Description of the task: Filter these records by the string "boat", copying each line that holds it.

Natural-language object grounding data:

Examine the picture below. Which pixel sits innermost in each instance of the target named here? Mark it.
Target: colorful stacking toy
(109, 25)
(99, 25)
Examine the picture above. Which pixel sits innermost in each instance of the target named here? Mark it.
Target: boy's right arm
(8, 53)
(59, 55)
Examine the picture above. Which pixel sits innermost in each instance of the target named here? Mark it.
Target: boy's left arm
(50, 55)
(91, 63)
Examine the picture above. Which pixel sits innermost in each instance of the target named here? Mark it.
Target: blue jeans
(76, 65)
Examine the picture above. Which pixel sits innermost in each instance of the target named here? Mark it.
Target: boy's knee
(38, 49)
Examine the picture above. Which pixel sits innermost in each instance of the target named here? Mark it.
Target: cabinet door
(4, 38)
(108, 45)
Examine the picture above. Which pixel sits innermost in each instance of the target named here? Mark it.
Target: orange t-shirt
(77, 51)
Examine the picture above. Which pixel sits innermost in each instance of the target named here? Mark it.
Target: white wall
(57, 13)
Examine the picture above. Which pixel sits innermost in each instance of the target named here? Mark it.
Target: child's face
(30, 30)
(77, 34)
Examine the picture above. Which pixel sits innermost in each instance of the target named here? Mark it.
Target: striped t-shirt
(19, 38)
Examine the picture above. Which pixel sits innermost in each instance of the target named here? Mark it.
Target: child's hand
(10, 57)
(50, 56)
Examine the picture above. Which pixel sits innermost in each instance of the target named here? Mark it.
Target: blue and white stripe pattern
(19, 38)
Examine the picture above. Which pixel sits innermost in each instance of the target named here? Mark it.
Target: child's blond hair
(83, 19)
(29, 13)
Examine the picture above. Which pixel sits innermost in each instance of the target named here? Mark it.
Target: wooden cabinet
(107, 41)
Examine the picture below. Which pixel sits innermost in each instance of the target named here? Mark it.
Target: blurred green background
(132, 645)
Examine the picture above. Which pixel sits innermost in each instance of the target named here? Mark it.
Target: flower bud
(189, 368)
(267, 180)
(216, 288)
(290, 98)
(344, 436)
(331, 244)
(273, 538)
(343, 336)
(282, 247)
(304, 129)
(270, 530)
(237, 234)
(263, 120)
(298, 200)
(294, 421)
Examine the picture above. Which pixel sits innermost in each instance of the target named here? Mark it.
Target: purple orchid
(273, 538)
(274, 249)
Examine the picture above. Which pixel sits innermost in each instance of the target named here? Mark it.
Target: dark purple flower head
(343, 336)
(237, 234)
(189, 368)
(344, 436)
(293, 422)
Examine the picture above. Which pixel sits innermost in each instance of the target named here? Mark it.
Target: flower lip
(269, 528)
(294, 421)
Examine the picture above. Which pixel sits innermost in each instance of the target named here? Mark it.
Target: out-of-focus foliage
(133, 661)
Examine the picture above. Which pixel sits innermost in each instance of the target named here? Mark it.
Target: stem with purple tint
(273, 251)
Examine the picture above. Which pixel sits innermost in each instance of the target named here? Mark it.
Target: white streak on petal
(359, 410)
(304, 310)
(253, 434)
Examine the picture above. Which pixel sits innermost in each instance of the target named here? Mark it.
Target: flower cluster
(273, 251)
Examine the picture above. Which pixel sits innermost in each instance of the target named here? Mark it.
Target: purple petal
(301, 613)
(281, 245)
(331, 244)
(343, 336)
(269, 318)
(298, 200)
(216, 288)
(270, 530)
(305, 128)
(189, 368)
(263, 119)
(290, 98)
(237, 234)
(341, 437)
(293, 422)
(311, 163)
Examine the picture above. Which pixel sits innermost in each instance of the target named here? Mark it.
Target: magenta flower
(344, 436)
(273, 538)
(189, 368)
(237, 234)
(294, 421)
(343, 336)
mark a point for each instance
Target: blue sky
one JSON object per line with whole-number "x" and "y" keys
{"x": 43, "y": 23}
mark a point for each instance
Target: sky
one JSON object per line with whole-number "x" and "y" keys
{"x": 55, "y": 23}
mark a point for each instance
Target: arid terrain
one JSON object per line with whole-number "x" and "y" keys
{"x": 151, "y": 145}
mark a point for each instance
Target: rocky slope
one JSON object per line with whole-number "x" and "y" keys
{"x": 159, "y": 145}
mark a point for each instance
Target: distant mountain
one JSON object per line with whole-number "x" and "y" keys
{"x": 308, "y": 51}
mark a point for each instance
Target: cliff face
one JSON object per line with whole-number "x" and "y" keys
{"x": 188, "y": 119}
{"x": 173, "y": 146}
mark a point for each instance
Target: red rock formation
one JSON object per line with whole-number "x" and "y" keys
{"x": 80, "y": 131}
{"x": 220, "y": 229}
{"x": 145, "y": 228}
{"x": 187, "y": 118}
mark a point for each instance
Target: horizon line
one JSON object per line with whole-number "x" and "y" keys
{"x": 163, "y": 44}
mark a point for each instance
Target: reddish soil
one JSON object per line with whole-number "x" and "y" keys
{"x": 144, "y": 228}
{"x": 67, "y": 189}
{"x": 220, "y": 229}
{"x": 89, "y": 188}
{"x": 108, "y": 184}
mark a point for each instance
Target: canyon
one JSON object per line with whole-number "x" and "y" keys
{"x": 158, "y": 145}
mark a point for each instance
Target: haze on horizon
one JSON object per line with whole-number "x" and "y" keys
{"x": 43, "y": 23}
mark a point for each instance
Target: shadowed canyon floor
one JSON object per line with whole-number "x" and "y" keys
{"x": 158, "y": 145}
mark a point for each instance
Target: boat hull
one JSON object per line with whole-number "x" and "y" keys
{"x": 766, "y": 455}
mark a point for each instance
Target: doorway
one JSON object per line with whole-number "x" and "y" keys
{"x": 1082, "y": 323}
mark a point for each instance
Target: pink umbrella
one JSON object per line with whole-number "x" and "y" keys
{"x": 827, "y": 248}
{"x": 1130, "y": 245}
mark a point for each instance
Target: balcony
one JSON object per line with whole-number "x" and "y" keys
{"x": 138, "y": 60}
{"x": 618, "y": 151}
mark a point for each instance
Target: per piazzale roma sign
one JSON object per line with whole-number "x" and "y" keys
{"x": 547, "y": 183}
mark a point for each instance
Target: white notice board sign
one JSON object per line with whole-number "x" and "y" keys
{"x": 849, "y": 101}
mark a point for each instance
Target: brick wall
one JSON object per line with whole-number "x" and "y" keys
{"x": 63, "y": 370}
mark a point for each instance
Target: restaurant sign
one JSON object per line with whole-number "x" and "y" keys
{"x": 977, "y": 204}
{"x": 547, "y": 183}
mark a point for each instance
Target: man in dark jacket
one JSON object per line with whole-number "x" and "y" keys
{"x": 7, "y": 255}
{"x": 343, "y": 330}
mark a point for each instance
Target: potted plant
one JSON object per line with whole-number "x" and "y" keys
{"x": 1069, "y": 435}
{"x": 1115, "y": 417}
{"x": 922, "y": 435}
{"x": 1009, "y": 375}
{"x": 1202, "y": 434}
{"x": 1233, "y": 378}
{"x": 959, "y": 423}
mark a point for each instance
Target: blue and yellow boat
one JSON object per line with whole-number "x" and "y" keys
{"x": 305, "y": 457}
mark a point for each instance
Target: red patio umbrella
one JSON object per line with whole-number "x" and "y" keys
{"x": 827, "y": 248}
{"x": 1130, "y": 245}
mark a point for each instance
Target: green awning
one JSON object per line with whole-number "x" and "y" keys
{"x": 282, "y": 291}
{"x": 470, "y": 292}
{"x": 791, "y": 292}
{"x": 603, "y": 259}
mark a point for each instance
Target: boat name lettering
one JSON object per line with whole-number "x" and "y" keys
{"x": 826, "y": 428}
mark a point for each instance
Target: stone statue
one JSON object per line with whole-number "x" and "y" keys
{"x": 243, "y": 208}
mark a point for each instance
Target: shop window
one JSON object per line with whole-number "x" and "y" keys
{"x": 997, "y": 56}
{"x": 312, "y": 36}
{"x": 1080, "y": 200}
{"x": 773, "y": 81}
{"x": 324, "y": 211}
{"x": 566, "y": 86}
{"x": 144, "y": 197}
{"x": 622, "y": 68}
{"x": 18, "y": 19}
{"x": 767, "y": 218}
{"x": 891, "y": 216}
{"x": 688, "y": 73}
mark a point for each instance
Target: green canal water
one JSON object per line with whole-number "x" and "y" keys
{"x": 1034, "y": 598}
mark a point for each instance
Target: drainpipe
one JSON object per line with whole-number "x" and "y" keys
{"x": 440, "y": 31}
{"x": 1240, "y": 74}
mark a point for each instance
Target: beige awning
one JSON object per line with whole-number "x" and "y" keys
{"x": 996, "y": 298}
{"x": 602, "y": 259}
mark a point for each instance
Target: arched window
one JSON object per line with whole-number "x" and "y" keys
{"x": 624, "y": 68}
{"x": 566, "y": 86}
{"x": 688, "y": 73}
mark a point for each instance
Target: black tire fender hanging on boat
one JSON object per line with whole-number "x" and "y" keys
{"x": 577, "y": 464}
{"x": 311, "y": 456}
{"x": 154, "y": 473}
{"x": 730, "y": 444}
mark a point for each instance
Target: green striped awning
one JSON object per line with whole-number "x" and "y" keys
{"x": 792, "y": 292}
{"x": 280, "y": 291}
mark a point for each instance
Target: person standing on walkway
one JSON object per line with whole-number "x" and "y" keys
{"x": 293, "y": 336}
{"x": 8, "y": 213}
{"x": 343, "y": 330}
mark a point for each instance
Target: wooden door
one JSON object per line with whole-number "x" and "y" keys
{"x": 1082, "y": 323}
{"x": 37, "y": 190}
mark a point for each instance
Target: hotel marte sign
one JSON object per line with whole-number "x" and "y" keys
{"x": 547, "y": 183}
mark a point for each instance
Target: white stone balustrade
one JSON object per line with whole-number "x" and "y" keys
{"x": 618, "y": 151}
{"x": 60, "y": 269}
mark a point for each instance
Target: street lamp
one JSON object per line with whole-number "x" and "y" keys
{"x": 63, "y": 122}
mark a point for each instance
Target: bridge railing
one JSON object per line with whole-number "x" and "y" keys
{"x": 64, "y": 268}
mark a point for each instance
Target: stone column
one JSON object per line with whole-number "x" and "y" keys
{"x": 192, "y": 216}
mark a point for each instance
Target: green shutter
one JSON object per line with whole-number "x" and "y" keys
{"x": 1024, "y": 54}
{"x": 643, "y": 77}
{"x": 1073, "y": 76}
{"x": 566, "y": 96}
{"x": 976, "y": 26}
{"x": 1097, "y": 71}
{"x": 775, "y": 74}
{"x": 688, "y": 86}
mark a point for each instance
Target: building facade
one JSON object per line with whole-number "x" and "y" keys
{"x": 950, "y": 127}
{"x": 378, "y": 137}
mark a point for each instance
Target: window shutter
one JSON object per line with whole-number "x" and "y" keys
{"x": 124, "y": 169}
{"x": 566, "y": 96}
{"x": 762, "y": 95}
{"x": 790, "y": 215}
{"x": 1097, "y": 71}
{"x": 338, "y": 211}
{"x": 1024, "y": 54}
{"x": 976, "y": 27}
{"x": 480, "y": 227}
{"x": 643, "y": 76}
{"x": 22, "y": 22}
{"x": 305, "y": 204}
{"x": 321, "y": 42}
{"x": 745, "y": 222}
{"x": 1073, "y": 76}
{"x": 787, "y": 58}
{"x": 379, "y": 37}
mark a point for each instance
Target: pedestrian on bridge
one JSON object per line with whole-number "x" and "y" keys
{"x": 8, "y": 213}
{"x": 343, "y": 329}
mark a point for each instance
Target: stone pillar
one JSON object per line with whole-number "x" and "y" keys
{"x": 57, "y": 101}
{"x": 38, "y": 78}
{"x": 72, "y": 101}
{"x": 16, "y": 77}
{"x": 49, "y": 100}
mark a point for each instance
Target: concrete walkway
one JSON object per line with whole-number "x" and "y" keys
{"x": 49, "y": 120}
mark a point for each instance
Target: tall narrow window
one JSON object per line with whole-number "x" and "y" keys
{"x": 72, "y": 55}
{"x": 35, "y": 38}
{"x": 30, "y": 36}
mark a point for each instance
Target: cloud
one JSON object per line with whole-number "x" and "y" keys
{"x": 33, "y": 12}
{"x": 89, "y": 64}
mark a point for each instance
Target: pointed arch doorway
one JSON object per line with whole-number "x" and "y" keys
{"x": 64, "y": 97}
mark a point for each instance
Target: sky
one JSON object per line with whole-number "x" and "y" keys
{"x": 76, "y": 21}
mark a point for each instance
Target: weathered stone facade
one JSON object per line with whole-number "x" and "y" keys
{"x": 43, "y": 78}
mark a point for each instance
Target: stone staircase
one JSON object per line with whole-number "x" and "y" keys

Task output:
Target: boat hull
Target: blue and yellow boat
Target: boat name lettering
Target: black tire fender hanging on boat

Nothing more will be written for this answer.